WHAT TO DO |
When a line of the entries below contains "wooden", it counts once; state how many such lines there are and nothing else.

LISTED ENTRIES below:

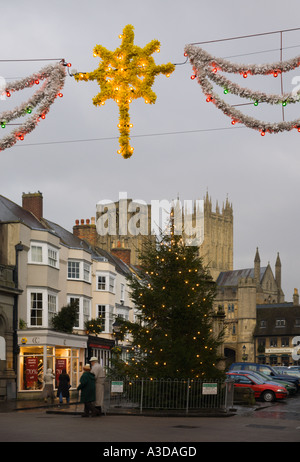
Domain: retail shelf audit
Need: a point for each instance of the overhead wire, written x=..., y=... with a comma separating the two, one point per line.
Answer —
x=176, y=64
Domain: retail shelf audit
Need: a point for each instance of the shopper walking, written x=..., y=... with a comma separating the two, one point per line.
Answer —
x=48, y=391
x=63, y=390
x=88, y=392
x=99, y=374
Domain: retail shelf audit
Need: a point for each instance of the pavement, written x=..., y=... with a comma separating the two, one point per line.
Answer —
x=76, y=408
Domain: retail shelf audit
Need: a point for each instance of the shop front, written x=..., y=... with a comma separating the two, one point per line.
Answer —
x=277, y=357
x=100, y=348
x=42, y=349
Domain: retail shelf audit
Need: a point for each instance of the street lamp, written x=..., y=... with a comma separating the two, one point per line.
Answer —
x=244, y=357
x=116, y=329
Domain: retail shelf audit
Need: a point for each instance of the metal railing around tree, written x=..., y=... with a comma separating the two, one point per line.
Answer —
x=187, y=396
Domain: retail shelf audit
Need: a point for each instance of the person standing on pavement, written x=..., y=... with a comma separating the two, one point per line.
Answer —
x=48, y=391
x=88, y=392
x=99, y=374
x=63, y=390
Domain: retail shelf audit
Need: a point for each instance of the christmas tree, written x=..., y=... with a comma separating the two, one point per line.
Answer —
x=172, y=336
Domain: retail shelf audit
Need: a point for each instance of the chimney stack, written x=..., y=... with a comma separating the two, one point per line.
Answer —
x=122, y=253
x=86, y=231
x=33, y=202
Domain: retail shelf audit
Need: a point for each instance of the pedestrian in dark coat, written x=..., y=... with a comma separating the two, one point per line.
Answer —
x=88, y=392
x=63, y=387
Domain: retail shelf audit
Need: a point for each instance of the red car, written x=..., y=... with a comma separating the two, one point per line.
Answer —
x=262, y=390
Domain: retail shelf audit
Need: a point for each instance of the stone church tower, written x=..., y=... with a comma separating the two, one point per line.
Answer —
x=216, y=249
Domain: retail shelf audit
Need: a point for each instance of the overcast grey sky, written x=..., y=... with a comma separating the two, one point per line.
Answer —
x=260, y=175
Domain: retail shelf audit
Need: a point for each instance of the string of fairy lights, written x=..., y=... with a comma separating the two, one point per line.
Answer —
x=207, y=70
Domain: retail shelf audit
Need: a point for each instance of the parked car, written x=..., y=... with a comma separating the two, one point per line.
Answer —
x=265, y=369
x=289, y=386
x=286, y=371
x=262, y=390
x=294, y=368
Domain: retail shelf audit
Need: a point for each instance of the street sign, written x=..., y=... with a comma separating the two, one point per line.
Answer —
x=209, y=388
x=116, y=387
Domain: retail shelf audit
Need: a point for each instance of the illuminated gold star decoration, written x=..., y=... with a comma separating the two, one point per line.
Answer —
x=124, y=75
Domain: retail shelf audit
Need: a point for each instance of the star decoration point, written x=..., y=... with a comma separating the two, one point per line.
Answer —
x=124, y=75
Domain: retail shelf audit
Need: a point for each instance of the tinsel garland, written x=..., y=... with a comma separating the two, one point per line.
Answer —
x=124, y=75
x=207, y=67
x=54, y=78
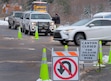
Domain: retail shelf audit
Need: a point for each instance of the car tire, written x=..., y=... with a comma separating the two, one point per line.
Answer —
x=78, y=37
x=104, y=42
x=46, y=33
x=63, y=42
x=25, y=31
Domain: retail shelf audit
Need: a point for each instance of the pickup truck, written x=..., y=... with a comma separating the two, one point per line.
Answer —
x=14, y=19
x=40, y=20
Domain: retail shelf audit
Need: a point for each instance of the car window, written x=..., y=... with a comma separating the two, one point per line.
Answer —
x=40, y=16
x=18, y=15
x=108, y=16
x=106, y=22
x=101, y=23
x=27, y=16
x=96, y=23
x=81, y=22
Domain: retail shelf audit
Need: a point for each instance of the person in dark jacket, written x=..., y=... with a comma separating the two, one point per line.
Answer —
x=56, y=20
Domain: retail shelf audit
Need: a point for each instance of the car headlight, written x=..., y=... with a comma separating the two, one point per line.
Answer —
x=34, y=23
x=68, y=31
x=51, y=23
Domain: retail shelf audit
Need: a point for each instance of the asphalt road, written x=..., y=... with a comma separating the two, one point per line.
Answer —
x=20, y=59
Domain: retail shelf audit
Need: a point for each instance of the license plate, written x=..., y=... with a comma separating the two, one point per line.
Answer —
x=43, y=30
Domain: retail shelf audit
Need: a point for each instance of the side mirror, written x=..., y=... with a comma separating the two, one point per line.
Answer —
x=91, y=25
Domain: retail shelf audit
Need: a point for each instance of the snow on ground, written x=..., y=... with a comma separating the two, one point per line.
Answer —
x=2, y=22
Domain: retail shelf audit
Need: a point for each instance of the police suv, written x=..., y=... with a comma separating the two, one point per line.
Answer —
x=41, y=21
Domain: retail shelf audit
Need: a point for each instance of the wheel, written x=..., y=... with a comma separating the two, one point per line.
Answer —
x=63, y=42
x=46, y=33
x=78, y=37
x=25, y=31
x=9, y=27
x=104, y=42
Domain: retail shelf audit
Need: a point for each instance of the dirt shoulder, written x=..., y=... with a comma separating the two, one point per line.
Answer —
x=94, y=74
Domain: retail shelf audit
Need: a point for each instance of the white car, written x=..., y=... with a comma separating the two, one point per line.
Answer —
x=102, y=15
x=40, y=20
x=86, y=29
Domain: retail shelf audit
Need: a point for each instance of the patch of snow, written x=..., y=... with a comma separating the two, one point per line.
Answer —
x=2, y=22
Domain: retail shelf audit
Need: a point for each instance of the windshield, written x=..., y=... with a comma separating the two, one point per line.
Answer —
x=40, y=16
x=18, y=15
x=81, y=22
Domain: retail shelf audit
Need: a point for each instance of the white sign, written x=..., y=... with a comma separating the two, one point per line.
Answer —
x=65, y=66
x=88, y=50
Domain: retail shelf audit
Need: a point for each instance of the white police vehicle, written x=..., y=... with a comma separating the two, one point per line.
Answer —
x=86, y=29
x=41, y=20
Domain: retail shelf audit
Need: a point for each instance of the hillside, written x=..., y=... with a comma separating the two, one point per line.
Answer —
x=71, y=10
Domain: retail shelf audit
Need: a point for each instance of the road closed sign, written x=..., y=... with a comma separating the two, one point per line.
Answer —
x=88, y=50
x=65, y=68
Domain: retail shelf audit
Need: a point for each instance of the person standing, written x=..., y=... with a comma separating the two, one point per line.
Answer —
x=56, y=20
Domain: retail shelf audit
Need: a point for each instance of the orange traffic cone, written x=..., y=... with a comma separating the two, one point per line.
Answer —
x=36, y=33
x=44, y=73
x=109, y=60
x=19, y=33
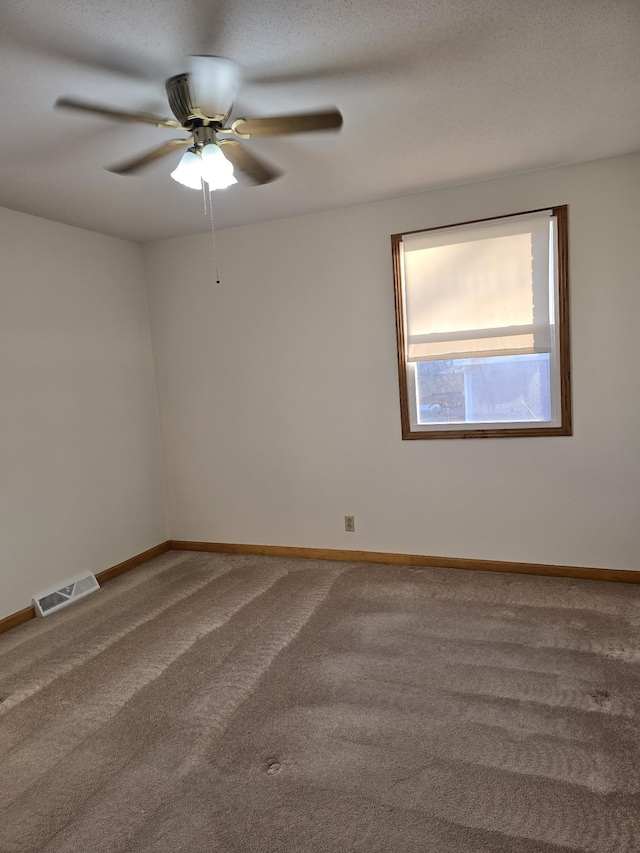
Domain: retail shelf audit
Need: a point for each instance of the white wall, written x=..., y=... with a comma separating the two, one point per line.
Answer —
x=279, y=394
x=80, y=465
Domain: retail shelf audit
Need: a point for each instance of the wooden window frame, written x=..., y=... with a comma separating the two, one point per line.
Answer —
x=562, y=379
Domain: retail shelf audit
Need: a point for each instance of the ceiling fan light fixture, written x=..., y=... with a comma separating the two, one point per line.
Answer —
x=188, y=172
x=216, y=170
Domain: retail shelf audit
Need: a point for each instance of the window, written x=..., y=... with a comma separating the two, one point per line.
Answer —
x=483, y=327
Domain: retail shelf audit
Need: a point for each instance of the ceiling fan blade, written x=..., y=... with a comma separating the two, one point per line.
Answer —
x=248, y=163
x=129, y=167
x=117, y=115
x=215, y=81
x=280, y=125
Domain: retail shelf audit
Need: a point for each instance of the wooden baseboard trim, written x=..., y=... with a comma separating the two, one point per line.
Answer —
x=619, y=575
x=21, y=616
x=132, y=562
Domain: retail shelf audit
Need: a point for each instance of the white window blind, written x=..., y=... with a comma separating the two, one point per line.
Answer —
x=479, y=290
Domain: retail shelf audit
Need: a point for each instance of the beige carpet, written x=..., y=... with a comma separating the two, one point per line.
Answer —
x=218, y=703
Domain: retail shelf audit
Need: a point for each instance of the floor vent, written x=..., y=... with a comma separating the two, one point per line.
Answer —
x=49, y=602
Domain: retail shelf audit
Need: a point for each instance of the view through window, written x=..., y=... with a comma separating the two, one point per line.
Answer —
x=483, y=327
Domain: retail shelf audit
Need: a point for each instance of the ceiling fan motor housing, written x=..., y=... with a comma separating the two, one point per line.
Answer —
x=181, y=99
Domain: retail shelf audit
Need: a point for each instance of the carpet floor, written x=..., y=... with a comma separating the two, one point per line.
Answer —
x=208, y=702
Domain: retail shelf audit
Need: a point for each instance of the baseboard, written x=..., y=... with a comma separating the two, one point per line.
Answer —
x=132, y=562
x=619, y=575
x=21, y=616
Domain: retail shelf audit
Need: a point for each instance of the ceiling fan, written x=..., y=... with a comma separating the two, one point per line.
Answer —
x=202, y=103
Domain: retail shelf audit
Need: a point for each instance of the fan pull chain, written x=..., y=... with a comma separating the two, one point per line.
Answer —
x=213, y=232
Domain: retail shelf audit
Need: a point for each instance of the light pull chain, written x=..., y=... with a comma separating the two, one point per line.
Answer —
x=213, y=231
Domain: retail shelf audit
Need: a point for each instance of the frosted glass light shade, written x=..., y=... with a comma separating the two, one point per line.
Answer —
x=188, y=172
x=217, y=171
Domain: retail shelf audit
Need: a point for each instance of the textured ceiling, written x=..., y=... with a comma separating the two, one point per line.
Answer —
x=432, y=92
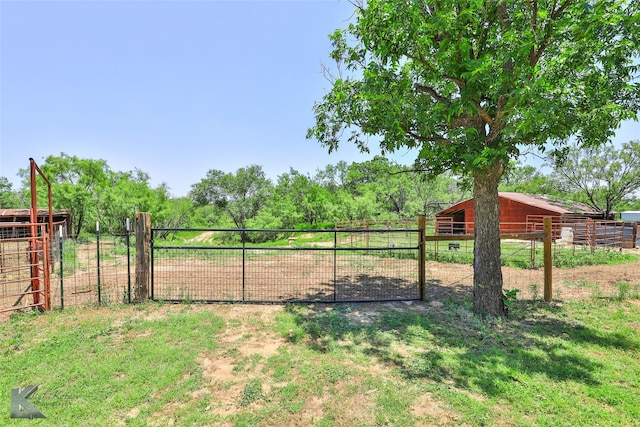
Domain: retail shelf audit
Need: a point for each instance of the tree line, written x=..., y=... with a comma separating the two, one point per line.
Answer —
x=605, y=178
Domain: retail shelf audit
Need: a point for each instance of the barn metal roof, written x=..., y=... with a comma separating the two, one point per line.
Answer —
x=549, y=203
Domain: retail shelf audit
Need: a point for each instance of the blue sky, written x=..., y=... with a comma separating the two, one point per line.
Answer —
x=174, y=88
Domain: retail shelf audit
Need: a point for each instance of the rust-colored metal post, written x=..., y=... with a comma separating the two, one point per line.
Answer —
x=33, y=241
x=548, y=260
x=422, y=225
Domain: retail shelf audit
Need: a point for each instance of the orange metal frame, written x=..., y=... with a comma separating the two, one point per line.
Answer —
x=33, y=243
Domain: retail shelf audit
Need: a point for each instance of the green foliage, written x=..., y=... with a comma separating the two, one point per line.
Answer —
x=240, y=195
x=9, y=199
x=601, y=176
x=472, y=85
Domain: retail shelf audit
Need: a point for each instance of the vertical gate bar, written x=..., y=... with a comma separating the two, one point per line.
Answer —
x=335, y=266
x=151, y=251
x=46, y=270
x=98, y=258
x=61, y=272
x=128, y=240
x=244, y=260
x=548, y=261
x=33, y=242
x=422, y=224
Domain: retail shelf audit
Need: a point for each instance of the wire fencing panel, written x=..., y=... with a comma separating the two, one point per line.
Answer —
x=96, y=270
x=24, y=262
x=315, y=265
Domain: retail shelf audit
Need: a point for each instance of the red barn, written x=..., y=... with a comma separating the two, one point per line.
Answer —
x=518, y=213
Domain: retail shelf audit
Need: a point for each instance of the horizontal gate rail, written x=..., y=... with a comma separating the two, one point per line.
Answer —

End of LISTED ENTRIES.

EXPECTED ANSWER |
2